INSTRUCTIONS TO FOLLOW:
Please make an exact transcription of all the data that follows.

━━ EXCERPTED RECORDS

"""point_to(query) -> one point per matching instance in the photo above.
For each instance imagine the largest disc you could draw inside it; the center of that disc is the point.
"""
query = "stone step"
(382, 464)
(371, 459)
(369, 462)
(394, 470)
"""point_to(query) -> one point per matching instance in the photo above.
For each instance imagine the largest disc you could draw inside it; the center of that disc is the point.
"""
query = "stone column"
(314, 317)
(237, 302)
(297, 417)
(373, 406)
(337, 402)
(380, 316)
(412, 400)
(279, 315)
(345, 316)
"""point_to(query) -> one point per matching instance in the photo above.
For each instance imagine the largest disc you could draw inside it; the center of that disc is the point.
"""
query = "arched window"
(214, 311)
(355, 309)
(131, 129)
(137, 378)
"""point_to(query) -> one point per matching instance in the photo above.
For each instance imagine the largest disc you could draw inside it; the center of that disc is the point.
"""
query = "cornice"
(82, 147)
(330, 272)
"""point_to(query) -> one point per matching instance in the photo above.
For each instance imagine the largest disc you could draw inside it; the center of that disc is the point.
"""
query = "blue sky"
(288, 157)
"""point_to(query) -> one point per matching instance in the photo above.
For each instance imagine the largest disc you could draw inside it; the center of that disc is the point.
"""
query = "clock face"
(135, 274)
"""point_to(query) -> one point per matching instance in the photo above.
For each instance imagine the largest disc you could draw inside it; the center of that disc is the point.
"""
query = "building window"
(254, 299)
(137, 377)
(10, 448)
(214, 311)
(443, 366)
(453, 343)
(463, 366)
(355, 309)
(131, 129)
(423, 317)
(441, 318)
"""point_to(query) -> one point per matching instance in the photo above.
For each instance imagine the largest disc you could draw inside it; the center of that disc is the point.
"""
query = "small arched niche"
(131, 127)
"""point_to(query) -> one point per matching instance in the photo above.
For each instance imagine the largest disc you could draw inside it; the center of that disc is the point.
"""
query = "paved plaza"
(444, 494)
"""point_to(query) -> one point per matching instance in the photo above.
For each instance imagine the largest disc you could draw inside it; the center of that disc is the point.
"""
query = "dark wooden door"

━━━━

COMPLETED TASK:
"""point_to(query) -> one point per matching instance in the photo above.
For each instance imagine the largest disc you could draw inside it; the center of that disc is the point.
"""
query = "stone step"
(382, 464)
(371, 459)
(369, 462)
(394, 470)
"""point_to(query) -> one point per matching instance in the photo above.
For each instance imagine the largest disc you could draw inside it; the center of that disc is the point.
"""
query = "stone column"
(314, 317)
(237, 302)
(297, 417)
(373, 406)
(337, 402)
(380, 316)
(412, 400)
(279, 315)
(345, 316)
"""point_to(query) -> one point per matching instance in the photo above.
For each instance imagine the largest disc you could draw inside it; the center of that disc is the point.
"""
query = "arched window"
(214, 311)
(355, 309)
(131, 129)
(137, 378)
"""point_to(query) -> one point per matching instance in the photo above.
For each instance imagine the largest disc you could draw inside it; the center of that disc is the point.
"""
query = "cornice"
(82, 147)
(330, 272)
"""point_to(query) -> one point per matching instance in the photo above.
For each instance imagine the largest disc you could draw inside it; the center of that disc is the point.
"""
query = "blue sky"
(288, 157)
"""point_to(query) -> one point per matching instance in the photo above.
For each instance imagine the largest disc you could draw inside it; the center of that disc is the point.
"""
query = "clock face"
(135, 274)
"""point_to(query) -> one point per matching instance in the photo above.
For each instance imagine the largest disc you could draw inside it; the center of that disc is the point.
"""
query = "building window"
(254, 299)
(137, 377)
(10, 448)
(214, 311)
(443, 366)
(453, 343)
(463, 366)
(355, 309)
(131, 129)
(423, 317)
(441, 318)
"""point_to(query) -> one point per matching instance in the photo above.
For each instance imagine the largest disc you could draw inside it; the center of that disc is the point.
"""
query = "small arched niche"
(131, 127)
"""point_to(query) -> one point per matching instance in the photo above.
For each instance imagine the largest disc you could draw inside it; the center of that disc is the point.
"""
query = "paved plaza"
(444, 494)
"""point_to(query) -> one point per matching instance in the photo above.
For each instance imagine the largest disc you could draw inside it; the center of that disc is the point.
"""
query = "dark wooden door"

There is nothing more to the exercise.